- Instruction
Type every record exactly as it appears.

___ Supplied records

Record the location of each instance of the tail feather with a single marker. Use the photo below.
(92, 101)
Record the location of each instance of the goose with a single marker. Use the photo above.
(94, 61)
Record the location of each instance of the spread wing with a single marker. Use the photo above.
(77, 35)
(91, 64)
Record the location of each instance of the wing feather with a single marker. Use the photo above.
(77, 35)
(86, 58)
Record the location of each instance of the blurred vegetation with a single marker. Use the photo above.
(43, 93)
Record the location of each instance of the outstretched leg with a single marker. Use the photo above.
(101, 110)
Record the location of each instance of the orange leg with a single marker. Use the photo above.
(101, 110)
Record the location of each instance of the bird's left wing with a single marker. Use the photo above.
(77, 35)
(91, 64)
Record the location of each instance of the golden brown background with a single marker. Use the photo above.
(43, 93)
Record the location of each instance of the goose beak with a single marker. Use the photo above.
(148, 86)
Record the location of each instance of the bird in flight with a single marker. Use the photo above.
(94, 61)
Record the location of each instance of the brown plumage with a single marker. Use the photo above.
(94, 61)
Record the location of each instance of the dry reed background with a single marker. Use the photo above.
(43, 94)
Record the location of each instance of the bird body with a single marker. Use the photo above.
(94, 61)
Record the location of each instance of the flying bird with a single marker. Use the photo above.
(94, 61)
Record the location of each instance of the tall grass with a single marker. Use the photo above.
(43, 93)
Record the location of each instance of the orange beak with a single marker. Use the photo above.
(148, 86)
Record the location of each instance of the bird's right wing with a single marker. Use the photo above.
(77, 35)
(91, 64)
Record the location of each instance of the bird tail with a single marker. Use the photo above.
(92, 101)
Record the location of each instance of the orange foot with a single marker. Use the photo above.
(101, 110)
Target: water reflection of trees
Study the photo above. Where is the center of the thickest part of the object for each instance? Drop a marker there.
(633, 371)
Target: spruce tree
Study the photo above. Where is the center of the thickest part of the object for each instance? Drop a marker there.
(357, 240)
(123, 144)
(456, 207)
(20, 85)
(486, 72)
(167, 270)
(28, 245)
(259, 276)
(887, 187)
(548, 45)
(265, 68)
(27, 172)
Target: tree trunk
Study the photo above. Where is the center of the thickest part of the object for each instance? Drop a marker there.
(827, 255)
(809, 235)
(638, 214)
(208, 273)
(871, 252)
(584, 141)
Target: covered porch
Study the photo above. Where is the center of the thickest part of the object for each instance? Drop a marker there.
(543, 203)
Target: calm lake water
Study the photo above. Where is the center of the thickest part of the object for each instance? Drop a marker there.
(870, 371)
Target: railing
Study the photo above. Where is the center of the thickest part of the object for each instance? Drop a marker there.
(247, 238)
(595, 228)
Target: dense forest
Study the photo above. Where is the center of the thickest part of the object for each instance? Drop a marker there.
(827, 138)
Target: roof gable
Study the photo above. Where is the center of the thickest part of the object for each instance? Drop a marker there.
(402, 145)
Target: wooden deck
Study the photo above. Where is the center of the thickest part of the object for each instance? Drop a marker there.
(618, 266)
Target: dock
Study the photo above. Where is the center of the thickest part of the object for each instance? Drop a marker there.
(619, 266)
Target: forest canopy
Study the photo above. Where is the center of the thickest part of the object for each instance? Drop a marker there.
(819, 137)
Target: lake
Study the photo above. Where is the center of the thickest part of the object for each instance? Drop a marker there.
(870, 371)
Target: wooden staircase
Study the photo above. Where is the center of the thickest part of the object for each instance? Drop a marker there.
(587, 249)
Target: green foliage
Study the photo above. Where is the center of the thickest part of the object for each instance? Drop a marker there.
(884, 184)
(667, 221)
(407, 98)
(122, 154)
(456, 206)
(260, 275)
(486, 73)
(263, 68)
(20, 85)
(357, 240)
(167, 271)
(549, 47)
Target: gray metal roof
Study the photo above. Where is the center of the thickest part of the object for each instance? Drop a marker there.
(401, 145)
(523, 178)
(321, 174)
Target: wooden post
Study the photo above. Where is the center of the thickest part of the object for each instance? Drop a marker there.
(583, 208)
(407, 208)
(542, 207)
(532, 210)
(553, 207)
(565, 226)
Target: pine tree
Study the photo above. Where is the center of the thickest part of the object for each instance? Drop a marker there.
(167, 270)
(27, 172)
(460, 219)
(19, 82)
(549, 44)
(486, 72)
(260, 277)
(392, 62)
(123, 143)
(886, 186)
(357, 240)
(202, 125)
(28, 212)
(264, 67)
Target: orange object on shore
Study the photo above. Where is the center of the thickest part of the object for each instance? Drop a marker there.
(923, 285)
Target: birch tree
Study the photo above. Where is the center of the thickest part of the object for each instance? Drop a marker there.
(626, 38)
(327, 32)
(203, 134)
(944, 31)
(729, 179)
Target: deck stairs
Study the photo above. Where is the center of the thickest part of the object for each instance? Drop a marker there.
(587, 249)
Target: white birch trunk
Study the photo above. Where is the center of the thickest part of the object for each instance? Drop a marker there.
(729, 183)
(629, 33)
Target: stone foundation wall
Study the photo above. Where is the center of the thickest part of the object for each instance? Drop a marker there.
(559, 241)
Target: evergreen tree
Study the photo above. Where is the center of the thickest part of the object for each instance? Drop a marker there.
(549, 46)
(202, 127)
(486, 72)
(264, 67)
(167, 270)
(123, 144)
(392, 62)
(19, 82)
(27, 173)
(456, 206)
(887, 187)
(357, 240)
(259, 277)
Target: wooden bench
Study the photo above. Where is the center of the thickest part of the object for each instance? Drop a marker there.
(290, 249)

______

- Answer to this exercise
Record the location of each instance of the tail feather with a single marker. Use the photo below.
(92, 101)
Record the location of each instance of the goose with a single marker. Use the photo above.
(94, 61)
Record the location of each instance of the spread wing with a single marker. Use the photo above.
(77, 35)
(91, 64)
Record the location of each instance of the wing feather with a single marker. Use the photo above.
(77, 35)
(86, 58)
Record the location of each instance of the blurred vegetation with a single marker. Use the photo above.
(43, 93)
Record the location of each instance of the outstretched leg with a single marker. Use the photo above.
(101, 110)
Record the location of each instance of the orange leg with a single marker. Use the photo above.
(101, 110)
Record the location of each instance of the bird's left wing with a single marker. Use the photo above.
(77, 35)
(91, 64)
Record the location of each instance of the golden brown background with a single marker. Use the photo above.
(43, 93)
Record the location of each instance of the goose beak with a single marker. Use the photo above.
(148, 86)
Record the location of each instance of the bird in flight with a single marker. Use the photo above.
(94, 61)
Record the location of each instance of the brown plumage with a single marker. Use the photo above.
(94, 61)
Record the location of each instance of the dry reed background with a single marker. Use the photo above.
(43, 94)
Record the location of each instance of the bird body with a single marker. Use the photo above.
(94, 61)
Record the location of each instance of the flying bird with a single marker. Use the photo above.
(94, 61)
Record the location of each instance of the tall grass with a single marker. Use the photo above.
(43, 93)
Record the location of each instance of the orange beak with a single marker. Use the photo above.
(148, 86)
Record the location of each instance of the bird's right wing with a single marker. Use the photo above.
(77, 35)
(91, 64)
Record the location of each instance of the bird tail with a single marker. Use the photo above.
(92, 101)
Record the location of each instance of the orange foot with a single marker. Use the photo above.
(101, 110)
Target: water reflection of trees
Study the photo above. Where is the center of the thickest part of the object for each instance? Drop a marker there.
(633, 371)
Target: spruce tree
Study the photo above. Where is the center of the thickest part of the object for each instance? Drop a marker there.
(357, 240)
(123, 144)
(456, 207)
(20, 85)
(486, 72)
(167, 270)
(28, 245)
(259, 276)
(887, 187)
(548, 45)
(265, 68)
(27, 172)
Target: tree trunk
Study the photo above. Where is the center of the thickest part of the object for each instance? Drop a marker there.
(827, 255)
(809, 235)
(638, 214)
(208, 273)
(871, 252)
(584, 141)
Target: covered porch
Study the photo above. Where is the center of the thickest part of the object for each instance? Drop a marker there.
(543, 203)
Target: calm lake water
Study the photo above. Where is the center of the thickest part of the object for each instance? Drop a marker there.
(870, 371)
Target: railing
Study the photo above. Where is the center of the thickest part of the object for each instance? Drop a marker there.
(247, 238)
(595, 228)
Target: dense forest
Study the photo above. Where is the center of the thickest part of the object for each instance? Drop a marker there.
(827, 138)
Target: roof gable
Study the photo above. Where is the center of the thickest part of the object for each instance? Drop a marker there.
(402, 145)
Target: wooden deck
Study the photo above. Where is the center of the thickest part of the object for each instance? Drop a marker there.
(618, 266)
Target: dock
Study the photo above. Where is the center of the thickest part of the object for each instance? Drop a marker there.
(619, 266)
Target: forest canopy
Study the photo above. Where is the center of the thickest part of the object for each instance? Drop a marker there.
(819, 137)
Target: lake
Study the photo above. Where is the center of the thickest part of the object for each instance? Drop a marker there.
(870, 371)
Target: wooden staircase
Study the photo above. Where is the center of the thickest part of the object for each instance? Drop a marker there.
(587, 249)
Target: green foliage
Study the photo above. Where is the center of the thickest part of the object for each instance? Drop a marker there.
(884, 184)
(667, 221)
(407, 98)
(122, 154)
(456, 206)
(260, 275)
(486, 73)
(263, 68)
(20, 85)
(357, 240)
(167, 271)
(549, 47)
Target: gray metal roof
Study the photo above. Where is the center of the thickest part of the object for each instance? Drop a marker there.
(401, 145)
(523, 178)
(321, 174)
Target: wooden post
Study the photo above. Where is the center of the thickest part of the object for each instance? Drop a marker there.
(583, 208)
(407, 208)
(542, 207)
(532, 210)
(553, 207)
(565, 226)
Target: pine tree
Study the photo above. Where is the center of the thickest part of the object for each instance? Drop a marker there.
(167, 270)
(27, 172)
(460, 219)
(19, 82)
(549, 44)
(486, 72)
(260, 277)
(392, 62)
(123, 143)
(886, 186)
(357, 240)
(202, 125)
(28, 212)
(264, 67)
Target: orange object on shore
Study the photo above. Where is the center of the thickest part of the object for each instance? Drop a marker there.
(923, 285)
Target: birch tree
Study the photo above. Where is the center of the thickest part of the object for each instance? Drop a marker there.
(626, 38)
(327, 32)
(203, 134)
(944, 31)
(729, 179)
Target: deck stairs
Study the photo above. Where is the center of the thickest part of the object for each instance? Drop a marker there.
(587, 249)
Target: white birch trunk
Study the photo above. Where is the center of the thickest part of the object for each instance? Drop a marker there.
(729, 183)
(629, 33)
Target: stone foundation wall
Study the photo above. Where is the center of the thickest part of the object for each instance? Drop a marker there.
(559, 241)
Target: evergreen tree
Study the photo above. Where is the center of the thickest part of the object for each instance? Drop a marker there.
(549, 46)
(202, 127)
(486, 72)
(264, 67)
(167, 270)
(123, 144)
(392, 62)
(19, 82)
(27, 173)
(456, 206)
(887, 187)
(357, 240)
(259, 277)
Target: wooden bench
Study the photo above. Where is the center of the thickest part of the object for each instance? Drop a marker there.
(290, 249)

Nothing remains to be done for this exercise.